**Directions**
Within the records, which lines hold the string "drawer"? Report each one by copying it.

__________________________________________________

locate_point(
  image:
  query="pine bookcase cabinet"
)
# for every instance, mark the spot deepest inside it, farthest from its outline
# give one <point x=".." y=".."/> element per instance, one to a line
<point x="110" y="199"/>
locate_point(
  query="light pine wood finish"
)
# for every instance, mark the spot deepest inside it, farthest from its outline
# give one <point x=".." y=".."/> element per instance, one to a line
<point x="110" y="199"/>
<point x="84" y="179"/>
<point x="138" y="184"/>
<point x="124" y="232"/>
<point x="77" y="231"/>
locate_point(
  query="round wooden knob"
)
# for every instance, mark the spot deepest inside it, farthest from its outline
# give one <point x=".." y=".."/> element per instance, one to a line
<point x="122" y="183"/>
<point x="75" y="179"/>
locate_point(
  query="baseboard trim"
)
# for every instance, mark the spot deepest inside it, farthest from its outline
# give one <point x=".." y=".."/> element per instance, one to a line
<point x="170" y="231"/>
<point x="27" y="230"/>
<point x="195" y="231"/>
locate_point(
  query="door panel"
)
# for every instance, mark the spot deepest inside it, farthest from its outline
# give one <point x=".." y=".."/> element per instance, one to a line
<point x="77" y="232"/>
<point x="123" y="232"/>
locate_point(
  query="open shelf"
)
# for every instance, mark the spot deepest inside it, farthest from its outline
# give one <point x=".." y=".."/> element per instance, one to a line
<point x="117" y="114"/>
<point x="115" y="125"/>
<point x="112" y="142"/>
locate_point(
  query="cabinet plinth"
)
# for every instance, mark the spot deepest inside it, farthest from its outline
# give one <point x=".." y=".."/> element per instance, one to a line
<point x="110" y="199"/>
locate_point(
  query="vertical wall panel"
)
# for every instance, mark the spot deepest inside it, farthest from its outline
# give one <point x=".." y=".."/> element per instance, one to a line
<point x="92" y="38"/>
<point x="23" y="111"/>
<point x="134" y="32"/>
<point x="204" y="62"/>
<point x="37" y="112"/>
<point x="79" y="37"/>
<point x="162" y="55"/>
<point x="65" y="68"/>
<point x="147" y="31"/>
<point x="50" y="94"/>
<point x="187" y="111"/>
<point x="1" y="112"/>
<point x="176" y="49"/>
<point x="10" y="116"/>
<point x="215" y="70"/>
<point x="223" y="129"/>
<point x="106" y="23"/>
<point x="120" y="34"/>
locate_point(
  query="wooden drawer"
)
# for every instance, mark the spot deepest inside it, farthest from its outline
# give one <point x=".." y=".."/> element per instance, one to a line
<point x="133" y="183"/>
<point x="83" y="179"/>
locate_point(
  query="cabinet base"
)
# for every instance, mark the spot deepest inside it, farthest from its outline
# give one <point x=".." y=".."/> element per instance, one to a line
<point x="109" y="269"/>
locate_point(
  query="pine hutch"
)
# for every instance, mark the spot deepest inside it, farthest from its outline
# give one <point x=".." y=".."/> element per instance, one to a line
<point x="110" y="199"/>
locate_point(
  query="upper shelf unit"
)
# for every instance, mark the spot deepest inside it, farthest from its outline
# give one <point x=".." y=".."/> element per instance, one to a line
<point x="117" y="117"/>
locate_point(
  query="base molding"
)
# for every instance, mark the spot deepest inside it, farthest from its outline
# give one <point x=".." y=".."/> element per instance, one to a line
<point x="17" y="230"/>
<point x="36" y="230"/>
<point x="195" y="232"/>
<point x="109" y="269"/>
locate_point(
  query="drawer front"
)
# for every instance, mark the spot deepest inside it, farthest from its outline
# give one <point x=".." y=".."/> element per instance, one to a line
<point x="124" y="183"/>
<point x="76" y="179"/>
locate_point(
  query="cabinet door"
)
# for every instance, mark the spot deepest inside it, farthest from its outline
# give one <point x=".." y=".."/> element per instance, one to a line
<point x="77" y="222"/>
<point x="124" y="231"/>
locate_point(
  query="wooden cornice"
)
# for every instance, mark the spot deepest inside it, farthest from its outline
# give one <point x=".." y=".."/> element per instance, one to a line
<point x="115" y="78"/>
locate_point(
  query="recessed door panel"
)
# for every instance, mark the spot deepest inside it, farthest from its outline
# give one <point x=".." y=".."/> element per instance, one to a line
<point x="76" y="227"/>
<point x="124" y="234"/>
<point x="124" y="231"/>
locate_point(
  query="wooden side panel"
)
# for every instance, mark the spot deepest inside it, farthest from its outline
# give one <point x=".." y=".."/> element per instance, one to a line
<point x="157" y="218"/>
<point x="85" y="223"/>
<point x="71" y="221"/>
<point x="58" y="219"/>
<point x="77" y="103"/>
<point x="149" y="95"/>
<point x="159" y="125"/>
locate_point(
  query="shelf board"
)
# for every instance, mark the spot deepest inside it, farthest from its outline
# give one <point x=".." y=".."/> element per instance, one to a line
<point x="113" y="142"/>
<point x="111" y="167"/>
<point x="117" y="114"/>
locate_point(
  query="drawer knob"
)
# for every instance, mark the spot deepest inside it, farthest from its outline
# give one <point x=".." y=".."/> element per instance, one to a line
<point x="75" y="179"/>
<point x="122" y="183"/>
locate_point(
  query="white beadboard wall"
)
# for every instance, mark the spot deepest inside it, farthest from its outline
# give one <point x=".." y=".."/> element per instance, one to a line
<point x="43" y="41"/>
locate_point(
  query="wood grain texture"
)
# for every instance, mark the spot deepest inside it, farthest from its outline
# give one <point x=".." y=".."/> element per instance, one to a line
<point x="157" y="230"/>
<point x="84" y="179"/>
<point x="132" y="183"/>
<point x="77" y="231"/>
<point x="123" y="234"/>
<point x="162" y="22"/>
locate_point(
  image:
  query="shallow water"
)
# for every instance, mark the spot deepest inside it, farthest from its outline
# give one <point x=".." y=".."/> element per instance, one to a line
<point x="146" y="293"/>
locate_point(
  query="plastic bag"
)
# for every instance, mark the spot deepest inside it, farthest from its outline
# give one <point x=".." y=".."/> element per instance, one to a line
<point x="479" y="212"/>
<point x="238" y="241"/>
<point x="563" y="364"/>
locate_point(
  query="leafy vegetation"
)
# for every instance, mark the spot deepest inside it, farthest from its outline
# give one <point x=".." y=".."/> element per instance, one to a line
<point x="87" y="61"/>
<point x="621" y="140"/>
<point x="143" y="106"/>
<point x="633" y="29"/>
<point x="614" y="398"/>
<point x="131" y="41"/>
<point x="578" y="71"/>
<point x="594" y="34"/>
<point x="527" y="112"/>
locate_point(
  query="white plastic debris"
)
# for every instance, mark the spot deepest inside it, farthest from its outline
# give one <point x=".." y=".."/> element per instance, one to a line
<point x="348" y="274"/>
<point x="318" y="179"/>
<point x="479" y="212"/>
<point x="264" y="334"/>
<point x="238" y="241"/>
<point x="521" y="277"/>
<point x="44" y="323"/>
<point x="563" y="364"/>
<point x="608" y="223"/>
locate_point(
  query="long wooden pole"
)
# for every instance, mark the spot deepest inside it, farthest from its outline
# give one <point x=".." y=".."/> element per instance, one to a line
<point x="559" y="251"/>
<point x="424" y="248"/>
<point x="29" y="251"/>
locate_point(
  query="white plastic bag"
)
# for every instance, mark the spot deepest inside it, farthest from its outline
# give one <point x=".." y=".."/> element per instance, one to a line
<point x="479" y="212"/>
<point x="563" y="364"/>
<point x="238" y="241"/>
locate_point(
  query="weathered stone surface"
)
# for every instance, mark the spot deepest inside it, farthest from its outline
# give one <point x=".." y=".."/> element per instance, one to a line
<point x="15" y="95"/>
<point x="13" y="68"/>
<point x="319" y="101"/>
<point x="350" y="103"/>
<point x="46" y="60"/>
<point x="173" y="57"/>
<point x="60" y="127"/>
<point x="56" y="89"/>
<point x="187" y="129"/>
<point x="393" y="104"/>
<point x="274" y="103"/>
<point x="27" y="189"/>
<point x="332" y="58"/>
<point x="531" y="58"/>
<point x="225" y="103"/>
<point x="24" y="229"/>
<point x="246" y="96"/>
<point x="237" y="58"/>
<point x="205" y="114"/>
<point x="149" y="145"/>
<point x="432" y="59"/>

__________________________________________________

**Solution**
  query="wooden drawer"
  query="drawer front"
  query="drawer knob"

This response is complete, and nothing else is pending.